> [AIM OF THE EXERCISE]:
Turn the records, starting at the very beginning and ending at the line that contains "positive clicks: (454, 15) (446, 282)", into a numbered list, skipping any blank lines. Include only those lines.

> [RECORDS TO USE]:
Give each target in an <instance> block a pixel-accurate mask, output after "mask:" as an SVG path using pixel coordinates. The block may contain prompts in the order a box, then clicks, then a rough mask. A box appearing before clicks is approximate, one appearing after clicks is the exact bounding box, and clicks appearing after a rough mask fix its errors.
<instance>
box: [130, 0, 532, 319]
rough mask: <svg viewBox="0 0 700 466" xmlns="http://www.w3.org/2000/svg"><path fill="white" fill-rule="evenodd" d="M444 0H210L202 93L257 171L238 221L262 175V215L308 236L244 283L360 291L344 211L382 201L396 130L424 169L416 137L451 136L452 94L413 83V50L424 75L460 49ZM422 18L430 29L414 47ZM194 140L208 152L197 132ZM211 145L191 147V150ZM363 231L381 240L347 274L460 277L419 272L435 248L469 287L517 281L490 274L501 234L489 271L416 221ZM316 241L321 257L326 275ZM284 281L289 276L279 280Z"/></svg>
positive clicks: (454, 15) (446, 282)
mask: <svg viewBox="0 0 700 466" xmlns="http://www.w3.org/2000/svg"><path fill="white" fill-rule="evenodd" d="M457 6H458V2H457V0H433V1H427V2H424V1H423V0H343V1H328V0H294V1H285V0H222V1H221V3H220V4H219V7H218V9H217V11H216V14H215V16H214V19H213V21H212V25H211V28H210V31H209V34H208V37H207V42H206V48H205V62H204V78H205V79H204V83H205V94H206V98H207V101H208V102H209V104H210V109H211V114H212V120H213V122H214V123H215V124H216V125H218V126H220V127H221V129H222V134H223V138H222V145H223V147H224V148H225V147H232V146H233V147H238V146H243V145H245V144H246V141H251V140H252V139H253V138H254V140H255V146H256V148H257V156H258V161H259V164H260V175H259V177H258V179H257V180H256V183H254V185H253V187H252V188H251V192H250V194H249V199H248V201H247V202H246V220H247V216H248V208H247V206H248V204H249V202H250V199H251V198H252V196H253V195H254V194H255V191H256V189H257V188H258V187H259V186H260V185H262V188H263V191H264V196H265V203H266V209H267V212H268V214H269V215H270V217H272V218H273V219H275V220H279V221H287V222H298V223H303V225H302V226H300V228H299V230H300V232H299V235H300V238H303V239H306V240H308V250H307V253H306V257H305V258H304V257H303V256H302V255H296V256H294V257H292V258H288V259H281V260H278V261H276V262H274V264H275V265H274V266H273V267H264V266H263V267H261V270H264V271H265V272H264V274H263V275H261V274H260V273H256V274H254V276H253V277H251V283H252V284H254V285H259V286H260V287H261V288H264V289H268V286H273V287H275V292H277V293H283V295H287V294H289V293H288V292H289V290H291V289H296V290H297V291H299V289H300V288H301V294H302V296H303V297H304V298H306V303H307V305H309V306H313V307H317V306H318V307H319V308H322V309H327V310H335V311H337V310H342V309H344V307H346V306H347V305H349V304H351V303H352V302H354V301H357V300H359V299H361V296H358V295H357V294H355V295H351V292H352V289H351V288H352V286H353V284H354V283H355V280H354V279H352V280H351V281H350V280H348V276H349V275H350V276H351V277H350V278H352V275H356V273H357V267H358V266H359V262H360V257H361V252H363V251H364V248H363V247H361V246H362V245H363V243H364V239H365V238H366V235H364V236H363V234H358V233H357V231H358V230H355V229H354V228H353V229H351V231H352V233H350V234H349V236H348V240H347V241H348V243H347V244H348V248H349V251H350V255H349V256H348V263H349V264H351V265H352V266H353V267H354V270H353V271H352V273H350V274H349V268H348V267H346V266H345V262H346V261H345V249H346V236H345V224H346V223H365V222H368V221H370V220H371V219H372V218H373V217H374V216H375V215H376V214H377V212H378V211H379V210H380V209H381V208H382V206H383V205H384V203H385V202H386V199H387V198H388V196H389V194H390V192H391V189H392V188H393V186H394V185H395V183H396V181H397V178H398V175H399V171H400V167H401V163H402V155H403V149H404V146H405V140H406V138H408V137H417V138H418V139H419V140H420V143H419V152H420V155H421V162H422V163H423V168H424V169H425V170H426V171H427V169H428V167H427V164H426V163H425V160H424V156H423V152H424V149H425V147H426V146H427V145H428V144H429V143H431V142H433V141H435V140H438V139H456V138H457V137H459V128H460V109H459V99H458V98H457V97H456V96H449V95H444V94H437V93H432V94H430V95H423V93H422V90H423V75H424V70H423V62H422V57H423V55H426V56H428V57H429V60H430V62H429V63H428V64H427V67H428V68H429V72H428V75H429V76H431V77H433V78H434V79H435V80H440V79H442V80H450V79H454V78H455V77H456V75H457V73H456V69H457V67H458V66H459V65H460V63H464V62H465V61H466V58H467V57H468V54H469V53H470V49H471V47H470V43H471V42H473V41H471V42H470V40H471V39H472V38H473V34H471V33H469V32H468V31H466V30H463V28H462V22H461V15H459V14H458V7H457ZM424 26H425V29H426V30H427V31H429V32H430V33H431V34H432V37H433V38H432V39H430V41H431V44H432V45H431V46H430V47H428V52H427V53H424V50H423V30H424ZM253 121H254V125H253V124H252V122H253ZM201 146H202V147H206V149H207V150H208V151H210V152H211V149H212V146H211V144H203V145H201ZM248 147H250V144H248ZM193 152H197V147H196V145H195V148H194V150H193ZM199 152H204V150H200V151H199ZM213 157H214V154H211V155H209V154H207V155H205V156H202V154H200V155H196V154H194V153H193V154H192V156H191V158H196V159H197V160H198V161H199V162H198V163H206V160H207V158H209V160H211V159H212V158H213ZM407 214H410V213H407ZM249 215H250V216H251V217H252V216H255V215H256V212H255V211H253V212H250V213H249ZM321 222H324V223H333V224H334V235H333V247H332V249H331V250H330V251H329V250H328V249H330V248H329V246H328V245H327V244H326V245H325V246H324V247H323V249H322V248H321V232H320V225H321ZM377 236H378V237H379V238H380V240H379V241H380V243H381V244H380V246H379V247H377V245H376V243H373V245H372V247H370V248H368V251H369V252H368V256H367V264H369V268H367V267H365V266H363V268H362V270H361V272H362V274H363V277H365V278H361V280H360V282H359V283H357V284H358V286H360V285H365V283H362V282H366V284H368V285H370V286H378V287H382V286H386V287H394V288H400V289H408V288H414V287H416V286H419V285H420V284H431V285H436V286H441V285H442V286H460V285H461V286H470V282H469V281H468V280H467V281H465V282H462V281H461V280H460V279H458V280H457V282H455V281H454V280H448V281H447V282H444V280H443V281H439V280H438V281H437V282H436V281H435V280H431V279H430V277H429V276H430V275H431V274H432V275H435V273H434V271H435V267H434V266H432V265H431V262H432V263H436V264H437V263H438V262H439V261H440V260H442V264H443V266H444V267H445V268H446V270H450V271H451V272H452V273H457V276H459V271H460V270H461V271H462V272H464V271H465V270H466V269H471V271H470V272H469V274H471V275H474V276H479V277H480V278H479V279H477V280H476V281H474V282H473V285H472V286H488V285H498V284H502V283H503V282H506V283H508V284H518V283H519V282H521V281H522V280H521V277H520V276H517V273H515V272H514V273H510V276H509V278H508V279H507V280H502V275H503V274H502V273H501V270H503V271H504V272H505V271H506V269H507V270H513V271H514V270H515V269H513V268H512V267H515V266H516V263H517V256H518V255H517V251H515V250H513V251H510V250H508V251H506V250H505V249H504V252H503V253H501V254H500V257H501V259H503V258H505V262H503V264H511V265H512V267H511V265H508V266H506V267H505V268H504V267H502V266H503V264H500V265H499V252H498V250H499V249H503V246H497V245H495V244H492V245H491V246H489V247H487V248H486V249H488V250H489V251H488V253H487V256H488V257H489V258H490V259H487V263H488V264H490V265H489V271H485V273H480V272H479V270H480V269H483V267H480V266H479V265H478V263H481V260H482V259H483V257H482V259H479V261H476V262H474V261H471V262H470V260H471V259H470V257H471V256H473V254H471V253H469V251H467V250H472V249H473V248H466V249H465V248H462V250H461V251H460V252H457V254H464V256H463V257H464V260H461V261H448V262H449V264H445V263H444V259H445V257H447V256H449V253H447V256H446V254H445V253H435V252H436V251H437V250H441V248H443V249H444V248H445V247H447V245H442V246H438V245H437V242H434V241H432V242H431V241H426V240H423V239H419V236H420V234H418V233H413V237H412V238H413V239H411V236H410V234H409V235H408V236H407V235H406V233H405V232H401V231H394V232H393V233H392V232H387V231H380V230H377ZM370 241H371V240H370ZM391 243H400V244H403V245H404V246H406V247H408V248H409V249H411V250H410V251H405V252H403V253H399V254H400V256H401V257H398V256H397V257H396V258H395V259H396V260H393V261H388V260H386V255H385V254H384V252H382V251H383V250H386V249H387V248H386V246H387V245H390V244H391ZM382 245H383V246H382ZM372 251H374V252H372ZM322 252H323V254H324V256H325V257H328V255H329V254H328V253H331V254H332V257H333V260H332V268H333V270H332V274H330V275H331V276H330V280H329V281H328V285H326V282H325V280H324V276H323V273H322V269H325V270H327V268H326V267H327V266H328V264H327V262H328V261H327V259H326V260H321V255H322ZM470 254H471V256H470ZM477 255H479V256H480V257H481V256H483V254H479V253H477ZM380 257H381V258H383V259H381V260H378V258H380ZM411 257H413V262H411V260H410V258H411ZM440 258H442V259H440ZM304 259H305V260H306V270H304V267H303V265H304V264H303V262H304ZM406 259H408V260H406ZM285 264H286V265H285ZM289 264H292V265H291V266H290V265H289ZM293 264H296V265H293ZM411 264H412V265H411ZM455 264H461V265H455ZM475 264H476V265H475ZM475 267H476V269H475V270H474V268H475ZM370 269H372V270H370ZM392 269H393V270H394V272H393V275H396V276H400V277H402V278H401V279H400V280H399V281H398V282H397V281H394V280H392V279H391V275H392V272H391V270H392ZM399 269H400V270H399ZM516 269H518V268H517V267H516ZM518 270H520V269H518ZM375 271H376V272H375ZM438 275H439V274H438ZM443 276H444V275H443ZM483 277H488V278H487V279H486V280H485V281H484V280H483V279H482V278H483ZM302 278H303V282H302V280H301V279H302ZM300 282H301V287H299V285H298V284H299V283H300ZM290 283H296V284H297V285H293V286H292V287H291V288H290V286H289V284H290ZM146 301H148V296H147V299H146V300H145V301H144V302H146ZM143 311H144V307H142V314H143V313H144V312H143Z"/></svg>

> [EXERCISE ANSWER]:
1. Give each target in an <instance> block a pixel-accurate mask, output after "mask:" as an SVG path using pixel coordinates. The block may contain prompts in the order a box, then clicks, then a rough mask. A box appearing before clicks is approximate, one appearing after clicks is the exact bounding box, and clicks appearing after a rough mask fix its errors.
2. <instance>
3. box: [130, 0, 532, 319]
4. rough mask: <svg viewBox="0 0 700 466" xmlns="http://www.w3.org/2000/svg"><path fill="white" fill-rule="evenodd" d="M444 0H210L202 93L257 171L238 221L262 175V215L308 236L244 283L360 291L344 211L382 201L396 130L424 169L416 137L451 136L452 94L413 83V50L424 75L460 49ZM422 18L430 29L414 47ZM194 140L208 152L197 132ZM211 145L191 147V150ZM363 231L381 240L347 274L460 277L419 272L435 248L469 287L517 281L490 274L501 234L489 271L416 221ZM316 241L321 257L326 275ZM284 281L289 276L279 280Z"/></svg>
5. positive clicks: (454, 15) (446, 282)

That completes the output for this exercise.